THE PROBLEM
Reproduce each of the following records verbatim, with no alterations.

Data taken from a collection
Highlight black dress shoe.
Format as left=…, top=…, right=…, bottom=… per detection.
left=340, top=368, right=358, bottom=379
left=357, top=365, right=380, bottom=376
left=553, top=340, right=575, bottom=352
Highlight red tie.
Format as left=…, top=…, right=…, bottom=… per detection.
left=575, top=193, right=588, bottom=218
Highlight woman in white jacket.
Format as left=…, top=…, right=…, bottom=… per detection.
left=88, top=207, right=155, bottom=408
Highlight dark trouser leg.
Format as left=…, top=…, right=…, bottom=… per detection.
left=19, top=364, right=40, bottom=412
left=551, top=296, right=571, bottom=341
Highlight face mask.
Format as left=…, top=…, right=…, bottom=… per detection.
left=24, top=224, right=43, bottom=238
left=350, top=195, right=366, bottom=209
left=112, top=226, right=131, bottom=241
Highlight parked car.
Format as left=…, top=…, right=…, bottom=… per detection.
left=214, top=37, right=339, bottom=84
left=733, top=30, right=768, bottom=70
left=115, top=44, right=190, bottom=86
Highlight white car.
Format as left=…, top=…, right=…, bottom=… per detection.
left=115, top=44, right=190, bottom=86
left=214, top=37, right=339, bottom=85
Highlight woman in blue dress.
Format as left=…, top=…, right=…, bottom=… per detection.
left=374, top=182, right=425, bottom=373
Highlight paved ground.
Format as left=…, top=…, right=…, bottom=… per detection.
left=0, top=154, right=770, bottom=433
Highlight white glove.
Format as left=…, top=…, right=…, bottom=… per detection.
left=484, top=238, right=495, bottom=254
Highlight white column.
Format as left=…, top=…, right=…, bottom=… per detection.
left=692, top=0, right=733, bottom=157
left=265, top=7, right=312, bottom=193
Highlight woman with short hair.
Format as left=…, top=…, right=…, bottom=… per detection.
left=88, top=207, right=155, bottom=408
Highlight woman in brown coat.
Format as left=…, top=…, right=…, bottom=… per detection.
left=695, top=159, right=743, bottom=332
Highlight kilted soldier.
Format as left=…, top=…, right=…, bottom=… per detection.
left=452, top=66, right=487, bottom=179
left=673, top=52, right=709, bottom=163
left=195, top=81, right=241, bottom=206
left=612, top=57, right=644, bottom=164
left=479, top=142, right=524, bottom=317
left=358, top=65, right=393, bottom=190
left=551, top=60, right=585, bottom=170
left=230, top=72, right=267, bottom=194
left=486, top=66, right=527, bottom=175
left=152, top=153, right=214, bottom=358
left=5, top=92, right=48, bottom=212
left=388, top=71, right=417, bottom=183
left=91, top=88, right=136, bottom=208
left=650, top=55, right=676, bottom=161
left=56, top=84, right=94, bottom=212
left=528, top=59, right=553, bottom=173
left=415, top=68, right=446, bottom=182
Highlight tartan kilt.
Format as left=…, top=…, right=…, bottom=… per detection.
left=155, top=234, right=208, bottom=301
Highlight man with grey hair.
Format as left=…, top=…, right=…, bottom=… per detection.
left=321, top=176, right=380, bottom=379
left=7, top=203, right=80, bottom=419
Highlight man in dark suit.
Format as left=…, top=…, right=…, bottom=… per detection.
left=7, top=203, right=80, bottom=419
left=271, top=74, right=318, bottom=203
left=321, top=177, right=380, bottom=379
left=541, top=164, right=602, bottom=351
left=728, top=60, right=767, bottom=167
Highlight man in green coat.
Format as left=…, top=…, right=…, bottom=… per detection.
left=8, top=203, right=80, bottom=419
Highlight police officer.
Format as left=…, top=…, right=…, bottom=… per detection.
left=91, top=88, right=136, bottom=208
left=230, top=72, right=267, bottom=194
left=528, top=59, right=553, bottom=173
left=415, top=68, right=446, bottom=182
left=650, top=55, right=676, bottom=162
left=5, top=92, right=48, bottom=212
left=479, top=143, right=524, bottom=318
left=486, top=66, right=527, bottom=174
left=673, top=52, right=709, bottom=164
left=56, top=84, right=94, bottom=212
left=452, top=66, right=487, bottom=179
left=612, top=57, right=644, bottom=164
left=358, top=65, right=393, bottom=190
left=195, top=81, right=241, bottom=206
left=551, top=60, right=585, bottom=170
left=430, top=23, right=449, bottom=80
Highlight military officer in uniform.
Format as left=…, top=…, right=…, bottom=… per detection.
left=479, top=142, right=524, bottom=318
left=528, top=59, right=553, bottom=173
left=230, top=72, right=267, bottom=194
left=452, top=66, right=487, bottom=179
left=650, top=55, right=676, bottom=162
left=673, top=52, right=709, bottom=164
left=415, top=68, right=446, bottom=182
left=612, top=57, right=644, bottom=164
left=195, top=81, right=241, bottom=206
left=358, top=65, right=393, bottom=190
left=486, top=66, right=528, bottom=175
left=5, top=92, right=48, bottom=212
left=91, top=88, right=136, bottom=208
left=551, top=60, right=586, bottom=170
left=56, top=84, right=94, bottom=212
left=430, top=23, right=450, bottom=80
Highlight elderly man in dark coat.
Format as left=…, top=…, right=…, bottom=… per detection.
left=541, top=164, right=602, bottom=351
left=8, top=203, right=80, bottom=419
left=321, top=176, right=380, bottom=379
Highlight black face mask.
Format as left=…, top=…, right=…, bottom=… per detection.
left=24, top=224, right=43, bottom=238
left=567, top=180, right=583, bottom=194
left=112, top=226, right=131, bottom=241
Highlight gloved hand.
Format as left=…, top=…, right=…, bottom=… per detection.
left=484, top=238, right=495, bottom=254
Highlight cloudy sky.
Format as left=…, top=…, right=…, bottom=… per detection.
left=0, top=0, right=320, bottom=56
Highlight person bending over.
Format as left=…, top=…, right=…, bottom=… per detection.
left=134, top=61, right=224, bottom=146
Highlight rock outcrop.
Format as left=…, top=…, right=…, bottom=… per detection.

THE RESULT
Highlight black dress shoe.
Format as left=…, top=…, right=…, bottom=… per detection.
left=340, top=368, right=358, bottom=379
left=357, top=365, right=380, bottom=376
left=553, top=340, right=575, bottom=352
Highlight red tie.
Format as left=…, top=…, right=…, bottom=… per detection.
left=575, top=193, right=588, bottom=218
Highlight woman in white jacket.
Format as left=…, top=…, right=…, bottom=… per detection.
left=88, top=207, right=155, bottom=408
Highlight dark trouser leg.
Format as left=…, top=…, right=…, bottom=… per detection.
left=19, top=364, right=40, bottom=412
left=551, top=296, right=571, bottom=341
Highlight face mask.
Format as left=…, top=…, right=…, bottom=… per detection.
left=24, top=224, right=43, bottom=238
left=350, top=195, right=366, bottom=209
left=112, top=226, right=131, bottom=241
Highlight parked car.
Format as left=…, top=…, right=…, bottom=… per detection.
left=214, top=37, right=339, bottom=84
left=733, top=30, right=768, bottom=70
left=115, top=44, right=190, bottom=86
Highlight white car.
Format as left=…, top=…, right=…, bottom=… per detection.
left=115, top=44, right=190, bottom=86
left=214, top=37, right=339, bottom=85
Highlight woman in blue dress.
Format as left=…, top=…, right=…, bottom=… per detection.
left=374, top=182, right=425, bottom=373
Highlight paved ground.
Format as left=…, top=…, right=…, bottom=… per detection.
left=0, top=154, right=770, bottom=433
Highlight white glove.
Format as left=…, top=…, right=…, bottom=… per detection.
left=484, top=238, right=495, bottom=254
Highlight white column.
Format as left=…, top=…, right=…, bottom=… per detection.
left=692, top=0, right=733, bottom=157
left=265, top=7, right=312, bottom=193
Highlight woman with short hair.
Format as left=…, top=…, right=…, bottom=… per detection.
left=88, top=207, right=155, bottom=408
Highlight woman in brown coat.
Format as left=…, top=…, right=…, bottom=… per detection.
left=695, top=159, right=743, bottom=332
Highlight kilted soldier.
Format as left=…, top=…, right=…, bottom=… per detection.
left=452, top=66, right=487, bottom=179
left=673, top=52, right=709, bottom=163
left=195, top=81, right=241, bottom=206
left=612, top=57, right=644, bottom=164
left=479, top=142, right=524, bottom=317
left=358, top=65, right=393, bottom=190
left=551, top=60, right=585, bottom=170
left=230, top=72, right=267, bottom=194
left=486, top=66, right=527, bottom=175
left=152, top=153, right=214, bottom=358
left=5, top=92, right=48, bottom=212
left=388, top=71, right=417, bottom=183
left=91, top=88, right=136, bottom=208
left=650, top=55, right=676, bottom=161
left=56, top=84, right=94, bottom=212
left=528, top=59, right=553, bottom=173
left=415, top=68, right=446, bottom=182
Highlight tartan kilt.
Format as left=…, top=…, right=…, bottom=… per detection.
left=155, top=234, right=208, bottom=301
Highlight man with grey hair.
Format as left=…, top=…, right=…, bottom=… per detection.
left=321, top=176, right=380, bottom=379
left=7, top=203, right=80, bottom=419
Highlight man in dark suit.
Format as left=…, top=…, right=…, bottom=… per detection.
left=7, top=203, right=80, bottom=419
left=271, top=74, right=318, bottom=203
left=321, top=177, right=380, bottom=379
left=541, top=164, right=602, bottom=351
left=728, top=60, right=767, bottom=167
Highlight man in green coat.
Format as left=…, top=…, right=…, bottom=… per detection.
left=8, top=203, right=80, bottom=419
Highlight police officer.
Format as left=…, top=…, right=…, bottom=… per detection.
left=91, top=88, right=136, bottom=208
left=230, top=72, right=267, bottom=194
left=528, top=59, right=553, bottom=173
left=415, top=68, right=446, bottom=182
left=650, top=55, right=676, bottom=162
left=5, top=92, right=48, bottom=212
left=479, top=143, right=524, bottom=318
left=486, top=66, right=527, bottom=174
left=673, top=52, right=709, bottom=164
left=56, top=84, right=94, bottom=212
left=452, top=66, right=487, bottom=179
left=612, top=57, right=644, bottom=164
left=358, top=65, right=393, bottom=190
left=195, top=81, right=241, bottom=206
left=551, top=60, right=585, bottom=170
left=430, top=23, right=449, bottom=80
Highlight military officer in uniform.
Format as left=…, top=…, right=…, bottom=… per detection.
left=479, top=142, right=524, bottom=318
left=528, top=59, right=553, bottom=173
left=230, top=72, right=267, bottom=194
left=452, top=66, right=487, bottom=179
left=650, top=55, right=676, bottom=162
left=673, top=52, right=709, bottom=164
left=415, top=68, right=446, bottom=182
left=612, top=57, right=644, bottom=164
left=195, top=81, right=241, bottom=206
left=358, top=65, right=393, bottom=190
left=486, top=66, right=528, bottom=175
left=5, top=92, right=48, bottom=212
left=91, top=88, right=136, bottom=208
left=551, top=60, right=586, bottom=170
left=56, top=84, right=94, bottom=212
left=430, top=23, right=450, bottom=80
Highlight elderly man in dark coat.
Format as left=…, top=…, right=…, bottom=… per detection.
left=541, top=164, right=602, bottom=351
left=8, top=203, right=80, bottom=419
left=321, top=176, right=380, bottom=379
Highlight black face mask.
Format as left=…, top=…, right=…, bottom=… per detection.
left=24, top=224, right=43, bottom=238
left=567, top=180, right=583, bottom=194
left=112, top=226, right=131, bottom=241
Highlight gloved hand.
Format as left=…, top=…, right=…, bottom=… per detection.
left=484, top=238, right=495, bottom=254
Highlight cloudy sky.
Format as left=…, top=…, right=…, bottom=… per detection.
left=0, top=0, right=320, bottom=56
Highlight person bending over.
Format as left=…, top=…, right=…, bottom=… per detection.
left=134, top=61, right=224, bottom=146
Highlight rock outcrop.
Format as left=…, top=…, right=…, bottom=… per detection.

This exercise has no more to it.